> [PROVIDED DATA]
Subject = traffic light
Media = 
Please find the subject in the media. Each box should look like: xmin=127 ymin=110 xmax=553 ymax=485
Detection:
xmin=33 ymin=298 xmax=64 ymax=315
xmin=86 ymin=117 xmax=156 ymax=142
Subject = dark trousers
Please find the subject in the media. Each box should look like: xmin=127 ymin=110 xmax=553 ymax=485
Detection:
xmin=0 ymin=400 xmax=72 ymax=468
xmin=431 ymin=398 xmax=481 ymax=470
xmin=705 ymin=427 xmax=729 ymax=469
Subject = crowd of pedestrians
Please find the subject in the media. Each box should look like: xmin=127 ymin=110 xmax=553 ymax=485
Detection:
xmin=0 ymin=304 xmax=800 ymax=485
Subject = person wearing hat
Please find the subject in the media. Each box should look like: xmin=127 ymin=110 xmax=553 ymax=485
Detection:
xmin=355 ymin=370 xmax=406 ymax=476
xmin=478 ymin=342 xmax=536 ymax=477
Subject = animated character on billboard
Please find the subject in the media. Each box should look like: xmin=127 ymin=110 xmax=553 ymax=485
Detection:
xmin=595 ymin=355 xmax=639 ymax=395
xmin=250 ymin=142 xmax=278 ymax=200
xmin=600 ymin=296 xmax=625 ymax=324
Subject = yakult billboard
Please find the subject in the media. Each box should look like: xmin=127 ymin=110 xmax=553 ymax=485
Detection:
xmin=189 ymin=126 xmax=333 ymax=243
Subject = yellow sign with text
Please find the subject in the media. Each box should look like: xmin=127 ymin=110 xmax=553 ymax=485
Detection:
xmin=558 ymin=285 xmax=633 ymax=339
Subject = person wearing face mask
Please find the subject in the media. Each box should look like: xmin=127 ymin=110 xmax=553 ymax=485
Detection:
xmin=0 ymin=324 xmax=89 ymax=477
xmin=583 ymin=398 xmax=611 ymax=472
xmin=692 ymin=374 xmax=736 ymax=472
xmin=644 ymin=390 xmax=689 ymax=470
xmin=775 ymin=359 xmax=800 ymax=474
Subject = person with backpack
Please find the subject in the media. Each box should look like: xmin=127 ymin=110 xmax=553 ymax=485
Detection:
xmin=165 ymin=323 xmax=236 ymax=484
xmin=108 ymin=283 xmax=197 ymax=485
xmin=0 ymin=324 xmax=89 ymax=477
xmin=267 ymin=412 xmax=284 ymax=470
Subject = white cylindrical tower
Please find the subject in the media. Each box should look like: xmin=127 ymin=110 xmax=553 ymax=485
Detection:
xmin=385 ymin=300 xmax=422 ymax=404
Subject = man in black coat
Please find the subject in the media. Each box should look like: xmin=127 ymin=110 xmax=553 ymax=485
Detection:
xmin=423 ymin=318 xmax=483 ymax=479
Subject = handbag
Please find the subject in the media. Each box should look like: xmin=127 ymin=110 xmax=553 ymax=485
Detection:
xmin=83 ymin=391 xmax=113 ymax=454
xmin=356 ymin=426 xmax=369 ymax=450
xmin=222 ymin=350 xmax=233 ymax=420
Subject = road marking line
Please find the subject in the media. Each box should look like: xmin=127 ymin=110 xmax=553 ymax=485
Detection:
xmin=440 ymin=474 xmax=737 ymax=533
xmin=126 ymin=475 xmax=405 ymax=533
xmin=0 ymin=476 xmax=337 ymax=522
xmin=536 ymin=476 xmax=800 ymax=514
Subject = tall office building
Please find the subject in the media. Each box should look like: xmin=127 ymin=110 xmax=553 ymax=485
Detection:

> [WORK TO COMPLETE]
Update every one of the items above so that "Detection" becomes "Boxes" and nothing else changes.

> [WRITTEN ANSWER]
Subject = traffic light
Media = 
Please find the subject in the media. Each box should look like: xmin=127 ymin=110 xmax=553 ymax=485
Boxes:
xmin=33 ymin=298 xmax=64 ymax=315
xmin=86 ymin=117 xmax=156 ymax=142
Subject = dark trousers
Please find the subject in the media. Each box should look like: xmin=127 ymin=110 xmax=553 ymax=485
Boxes:
xmin=0 ymin=400 xmax=72 ymax=468
xmin=431 ymin=398 xmax=481 ymax=470
xmin=705 ymin=427 xmax=729 ymax=469
Subject = crowd of pedestrians
Please find the subject in the media. Each box should look like: xmin=127 ymin=110 xmax=553 ymax=485
Boxes:
xmin=0 ymin=304 xmax=800 ymax=485
Subject = person wearing hat
Please find the subject in the media. Each box should look like: xmin=127 ymin=110 xmax=553 ymax=485
Boxes:
xmin=355 ymin=370 xmax=406 ymax=476
xmin=478 ymin=342 xmax=536 ymax=477
Subject = animated character on billboard
Please find the subject in the media. Each box should look like: xmin=127 ymin=110 xmax=553 ymax=485
Boxes:
xmin=595 ymin=355 xmax=639 ymax=395
xmin=250 ymin=142 xmax=278 ymax=200
xmin=600 ymin=296 xmax=625 ymax=324
Subject = yakult billboard
Please find the subject in the media. Each box should look like: xmin=127 ymin=110 xmax=553 ymax=485
Boxes:
xmin=189 ymin=126 xmax=333 ymax=243
Subject = yellow sign with text
Please find the subject in the media. Each box should look like: xmin=127 ymin=110 xmax=553 ymax=485
Boxes:
xmin=558 ymin=285 xmax=633 ymax=339
Subject = person wearing face mask
Please find the subject in the media. Each box should look like: xmin=127 ymin=110 xmax=553 ymax=485
Boxes:
xmin=0 ymin=324 xmax=89 ymax=477
xmin=583 ymin=398 xmax=611 ymax=472
xmin=692 ymin=374 xmax=736 ymax=472
xmin=644 ymin=390 xmax=689 ymax=470
xmin=775 ymin=359 xmax=800 ymax=474
Subject = person with backpack
Please find the subject in the media. Each box should look like: xmin=127 ymin=110 xmax=553 ymax=485
Boxes:
xmin=165 ymin=323 xmax=236 ymax=484
xmin=108 ymin=283 xmax=197 ymax=485
xmin=0 ymin=324 xmax=89 ymax=477
xmin=267 ymin=412 xmax=284 ymax=470
Subject = white cylindrical tower
Please find the subject in the media. Each box should look like: xmin=127 ymin=110 xmax=553 ymax=485
Boxes:
xmin=385 ymin=300 xmax=422 ymax=404
Subject = man in black coat
Please find the subject in the media. Each box should look like: xmin=127 ymin=110 xmax=553 ymax=485
Boxes:
xmin=423 ymin=318 xmax=483 ymax=479
Subject = handbag
Please find the subject in the media. Each box should look like: xmin=127 ymin=110 xmax=553 ymax=485
Boxes:
xmin=83 ymin=391 xmax=113 ymax=454
xmin=356 ymin=426 xmax=369 ymax=450
xmin=222 ymin=350 xmax=233 ymax=420
Subject = road marking line
Please find the subject in the media. Each box should look like: xmin=127 ymin=110 xmax=553 ymax=485
Boxes:
xmin=440 ymin=474 xmax=737 ymax=533
xmin=126 ymin=475 xmax=405 ymax=533
xmin=0 ymin=476 xmax=337 ymax=522
xmin=536 ymin=476 xmax=800 ymax=514
Subject = tall office building
Please find the subject in the media. Each box should look like: xmin=127 ymin=110 xmax=553 ymax=485
Boxes:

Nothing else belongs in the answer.